> _WHAT THE TASK ASKS_:
Reproduce the entire listing below, with every "Entries" renamed to "Points" and everything else unchanged.

> _DATASET_:
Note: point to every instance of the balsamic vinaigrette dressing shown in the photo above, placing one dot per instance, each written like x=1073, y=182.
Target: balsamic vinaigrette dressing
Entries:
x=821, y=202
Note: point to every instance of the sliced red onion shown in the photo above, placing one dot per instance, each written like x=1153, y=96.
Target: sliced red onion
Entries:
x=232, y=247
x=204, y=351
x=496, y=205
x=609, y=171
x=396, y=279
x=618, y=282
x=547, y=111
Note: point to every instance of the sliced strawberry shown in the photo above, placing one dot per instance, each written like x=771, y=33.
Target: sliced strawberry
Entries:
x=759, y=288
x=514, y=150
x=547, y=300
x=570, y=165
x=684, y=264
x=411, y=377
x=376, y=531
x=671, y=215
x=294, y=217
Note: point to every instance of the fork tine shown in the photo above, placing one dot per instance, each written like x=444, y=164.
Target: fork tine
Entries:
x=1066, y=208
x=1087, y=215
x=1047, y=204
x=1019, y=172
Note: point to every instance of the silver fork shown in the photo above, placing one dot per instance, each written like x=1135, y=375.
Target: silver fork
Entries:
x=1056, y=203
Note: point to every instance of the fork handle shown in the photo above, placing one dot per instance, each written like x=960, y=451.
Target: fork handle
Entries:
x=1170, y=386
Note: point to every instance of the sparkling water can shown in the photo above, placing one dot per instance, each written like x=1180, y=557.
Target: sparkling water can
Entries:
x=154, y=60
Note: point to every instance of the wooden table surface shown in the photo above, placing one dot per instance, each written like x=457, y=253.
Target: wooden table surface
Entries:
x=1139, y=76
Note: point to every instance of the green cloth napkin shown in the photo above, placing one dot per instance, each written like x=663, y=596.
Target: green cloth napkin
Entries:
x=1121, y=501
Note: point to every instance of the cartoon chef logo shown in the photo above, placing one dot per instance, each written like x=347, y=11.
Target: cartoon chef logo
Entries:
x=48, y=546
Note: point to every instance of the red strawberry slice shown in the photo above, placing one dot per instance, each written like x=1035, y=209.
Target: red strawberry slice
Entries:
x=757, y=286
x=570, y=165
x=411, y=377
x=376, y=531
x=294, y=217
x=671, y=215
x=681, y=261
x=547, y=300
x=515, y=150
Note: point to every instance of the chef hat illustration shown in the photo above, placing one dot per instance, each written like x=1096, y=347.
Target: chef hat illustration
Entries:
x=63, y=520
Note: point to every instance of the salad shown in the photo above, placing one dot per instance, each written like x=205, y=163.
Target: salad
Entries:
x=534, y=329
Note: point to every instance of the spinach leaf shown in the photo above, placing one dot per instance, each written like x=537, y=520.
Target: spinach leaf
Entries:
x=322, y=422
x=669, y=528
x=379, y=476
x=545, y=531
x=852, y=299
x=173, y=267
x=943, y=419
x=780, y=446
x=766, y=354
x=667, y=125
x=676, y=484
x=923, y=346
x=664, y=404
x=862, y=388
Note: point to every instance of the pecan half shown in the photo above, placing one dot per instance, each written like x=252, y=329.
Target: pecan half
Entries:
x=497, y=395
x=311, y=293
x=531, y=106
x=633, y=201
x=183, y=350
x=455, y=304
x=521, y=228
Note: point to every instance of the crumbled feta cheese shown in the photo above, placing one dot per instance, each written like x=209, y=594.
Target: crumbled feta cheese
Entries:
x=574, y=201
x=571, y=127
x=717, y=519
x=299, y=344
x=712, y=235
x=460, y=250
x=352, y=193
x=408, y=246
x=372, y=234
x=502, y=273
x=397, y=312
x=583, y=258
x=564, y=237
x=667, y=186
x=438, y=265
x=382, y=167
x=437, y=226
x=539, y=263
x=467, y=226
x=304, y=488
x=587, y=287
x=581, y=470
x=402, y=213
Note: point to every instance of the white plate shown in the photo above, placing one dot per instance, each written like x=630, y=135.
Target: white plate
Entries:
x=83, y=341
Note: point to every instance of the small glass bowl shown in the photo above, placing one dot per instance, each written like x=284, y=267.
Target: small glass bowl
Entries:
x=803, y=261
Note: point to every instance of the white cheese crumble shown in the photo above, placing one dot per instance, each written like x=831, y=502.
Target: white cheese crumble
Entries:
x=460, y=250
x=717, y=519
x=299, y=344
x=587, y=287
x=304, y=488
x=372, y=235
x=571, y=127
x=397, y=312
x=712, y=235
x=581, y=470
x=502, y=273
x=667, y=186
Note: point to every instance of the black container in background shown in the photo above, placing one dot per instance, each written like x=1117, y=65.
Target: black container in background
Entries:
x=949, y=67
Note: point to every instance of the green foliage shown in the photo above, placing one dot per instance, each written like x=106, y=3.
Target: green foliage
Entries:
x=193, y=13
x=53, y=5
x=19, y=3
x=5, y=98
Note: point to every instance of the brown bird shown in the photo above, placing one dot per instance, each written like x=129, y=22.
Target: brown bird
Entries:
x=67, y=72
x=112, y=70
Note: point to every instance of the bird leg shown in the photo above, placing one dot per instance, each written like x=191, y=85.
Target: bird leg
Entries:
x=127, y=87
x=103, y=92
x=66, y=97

> _SOLUTION TO THIS PROBLEM_:
Note: point to every instance of the balsamic vinaigrette dressing shown in the photo above, placing one dot per instance, each written like x=1073, y=182.
Target: balsamic vinaigrette dressing
Points:
x=821, y=202
Note: point to every instance of the sliced red onion shown in the photo above, placing one dot per instance, each written like x=1153, y=96.
Target: sliced red onion
Points:
x=232, y=247
x=204, y=351
x=496, y=205
x=609, y=171
x=396, y=279
x=618, y=282
x=547, y=111
Note: point to every instance of the sliced strawberry shown in the photo above, placing one dot per instance, each written like x=771, y=33.
Target: sliced strawberry
Points:
x=759, y=288
x=514, y=150
x=547, y=300
x=570, y=165
x=684, y=264
x=411, y=377
x=376, y=531
x=671, y=215
x=294, y=217
Note: point to every instance of the fork tine shown in the photo above, placing one dot per instance, each written like x=444, y=164.
Target: fork tine
Points:
x=1066, y=208
x=1087, y=215
x=1047, y=204
x=1019, y=172
Note: point to every instance of the silver fork shown in the photo above, placing one dot per instance, each written like x=1135, y=375.
Target: silver fork
Points:
x=1056, y=203
Note: point to every instance of the fork handle shown in the photo above, placing one dot per instance, each written like x=960, y=451.
Target: fork handle
Points:
x=1170, y=386
Note: point to every instance of the sparkling water can shown in the photo above, placing one dot per instance, each written like x=1180, y=557.
Target: sparkling water can
Points:
x=154, y=60
Note: point to every instance of the wooden table surface shown in the photo above, placing one dot per instance, each written like x=457, y=253.
Target: wooden table surface
Points:
x=1139, y=76
Note: point to every instance of the green cloth napkin shown in the photo above, placing one dot per instance, each written like x=663, y=596.
Target: green cloth napkin
Points:
x=1121, y=501
Note: point to every instance of the cartoon chef logo shown in the photo above, placing one dot per instance, each written like x=347, y=11.
Target: cartoon chef logo
Points:
x=48, y=546
Note: point to every instance of the red strawberry slice shown in the photo above, placing one dot per instance, each written like x=1035, y=209.
Target: red strawberry slice
Points:
x=757, y=286
x=570, y=165
x=411, y=377
x=376, y=531
x=294, y=217
x=671, y=215
x=681, y=261
x=547, y=300
x=515, y=150
Note: point to every instance of the chef hat illustration shown in the photo above, placing one dot per instance, each written like x=1096, y=347.
Target: chef hat illustration
Points:
x=63, y=520
Note: point to every instance of the salad shown in the photo above, placing one dot per instance, each written like x=205, y=163.
Target: salad
Points:
x=534, y=329
Note: point to every instance of the spinach leaf shown in the photo above, placing one dot per instance, each written like x=537, y=520.
Target: spinach leaf
Points:
x=322, y=422
x=669, y=528
x=379, y=476
x=545, y=531
x=852, y=299
x=173, y=267
x=943, y=419
x=780, y=446
x=766, y=354
x=667, y=125
x=676, y=484
x=923, y=346
x=664, y=404
x=862, y=388
Note: point to every instance of the pecan half shown in the photo above, placing one dot per instance, each written like x=252, y=329.
Target: pecan half
Points:
x=497, y=395
x=311, y=293
x=531, y=106
x=633, y=201
x=183, y=350
x=455, y=304
x=521, y=228
Note: point to every instance of the crumbled feta cheese shown in the photo above, placing one dot per instance, each written like x=209, y=594.
Target: crumbled feta cheese
Points:
x=574, y=201
x=571, y=127
x=717, y=519
x=299, y=344
x=712, y=235
x=460, y=250
x=352, y=193
x=408, y=246
x=372, y=234
x=502, y=273
x=397, y=312
x=583, y=258
x=564, y=237
x=667, y=186
x=438, y=265
x=382, y=167
x=437, y=226
x=539, y=263
x=467, y=226
x=304, y=488
x=587, y=287
x=581, y=470
x=402, y=213
Note: point to every instance of the white plate shown in the photo above, placing one dot per instance, each written like x=630, y=135.
Target: white plate
Points:
x=83, y=341
Note: point to every instance of the small glass bowl shown in the photo above, placing one dot per instance, each written like x=284, y=267.
Target: small glass bowl
Points:
x=803, y=261
Note: point to every instance of the white cheese crumble shown in the photo above, placing one dot per instance, each written like x=831, y=502.
Target: white cheese crumble
Points:
x=460, y=250
x=717, y=519
x=299, y=344
x=587, y=287
x=304, y=488
x=372, y=235
x=571, y=127
x=397, y=312
x=712, y=235
x=581, y=470
x=502, y=273
x=667, y=186
Note: point to every instance of the black container in background shown in the photo above, placing one dot per instance, each written like x=1117, y=65.
Target: black container in background
Points:
x=949, y=67
Note: point to every instance of the green foliage shown in the photo above, placing one dot per instance, each written like x=106, y=3.
Target: green foliage
Points:
x=193, y=13
x=53, y=5
x=19, y=3
x=5, y=98
Note: point to every instance of the brown bird shown in the photo above, placing one dot per instance, each written like x=129, y=22.
Target: brown bird
Points:
x=67, y=72
x=112, y=70
Note: point to every instance of the bird leg shown in the photo above, placing one dot per instance, each written like x=191, y=85.
Target: bird leg
Points:
x=127, y=87
x=103, y=92
x=66, y=97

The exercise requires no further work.